■ READING TEXT

If you make those boxes, do NOT make them out of 2x12. Damn they are heavy. LOL


----------



## Alice Bezemer (Aug 4, 2010)

Selena van Leeuwen said:


> nice to see :razz:
> 
> Alice, you can use the bag (from object guarding) to. We sometime use it, to place the dog on the right distande from the hurdle.


tried that yesterday and it works like a charm ! going to expand on it with the widthjump and highjump/climb so he gets to know his place and goes where i want him to 

gotta love this forum for all the excellent ideas that are available :mrgreen:


----------



## eugene ramirez (Jun 22, 2010)

@Martine, "The distance has to be adapted to each dog individually, but normally it is about 7 to 8 meters. One meter is MUCH too close. A dog can never perform a nice jump from that distance."

thank you. We will try your suggestion.


----------



## Alice Bezemer (Aug 4, 2010)

eugene ramirez said:


> @Martine, "The distance has to be adapted to each dog individually, but normally it is about 7 to 8 meters. One meter is MUCH too close. A dog can never perform a nice jump from that distance."
> 
> thank you. We will try your suggestion.


not true 

we train our dogs on 1 meter from the jump be it the climb, width or 3 ft high jump...and trust me the perform a very nice jump indeed 

but it also depends on the area of sports that you train in.


----------



## Martine Loots (Dec 28, 2009)

Alice Bezemer said:


> not true
> 
> we train our dogs on 1 meter from the jump be it the climb, width or 3 ft high jump...and trust me the perform a very nice jump indeed
> 
> but it also depends on the area of sports that you train in.


I agree with the climb. We also do that for the palissade. But I wouldn't call that a jump. More of a climbing exercise.

Agree too that a dog can pass a 3ft hurdle even when standing at 1m, but then you don't get a nice fluid jump (wij noemen dat een "vierkante noodsprong")
It even works for our NVBK hurdle which is 1.20m (approx 4ft) but isn't really nice to watch.
I have no idea how large the wide jump in KNPV is, but in Ring it's 4m and to pass that without touching is very difficult from 1m distance. There the dog has to get some speed before jumping.


----------



## Alice Bezemer (Aug 4, 2010)

Martine Loots said:


> I agree with the climb. We also do that for the palissade. But I wouldn't call that a jump. More of a climbing exercise.
> 
> Agree too that a dog can pass a 3ft hurdle even when standing at 1m, but then you don't get a nice fluid jump (wij noemen dat een "vierkante noodsprong")
> It even works for our NVBK hurdle which is 1.20m (approx 4ft) but isn't really nice to watch.
> I have no idea how large the wide jump in KNPV is, but in Ring it's 4m and to pass that without touching is very difficult from 1m distance. There the dog has to get some speed before jumping.


width is 2.25 mtrs...as for the pallisade its not as high as with your pallisade 1.75 mtrs high but still we sit the dog at 1 mtr approx from the jump  and get a very nice result in all jumps/climbs but I see what you mean  hurdle is 1 mtr in hight.


----------



## Martine Loots (Dec 28, 2009)

Alice Bezemer said:


> width is 2.25 mtrs...as *for the pallisade its not as high as with your pallisade 1.75 mtrs high but still we sit the dog at 1 mtr approx from the jump  and get a very nice result* in all jumps/climbs but I see what you mean  hurdle is 1 mtr in hight.

■ INFORMATION SUPPLIED
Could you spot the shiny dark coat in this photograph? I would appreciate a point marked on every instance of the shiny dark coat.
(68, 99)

■ INSTRUCTIONS FOR THE TASK
In the forum thread on training dogs for jumps, edit the passage from "Selena van Leeuwen" up to and including "from the hurdle." so that "obstacle" replaces "hurdle", and give that passage again.

■ CORRECT RESPONSE
Selena van Leeuwen said:


> nice to see :razz:
> 
> Alice, you can use the bag (from object guarding) to. We sometime use it, to place the dog on the right distande from the obstacle.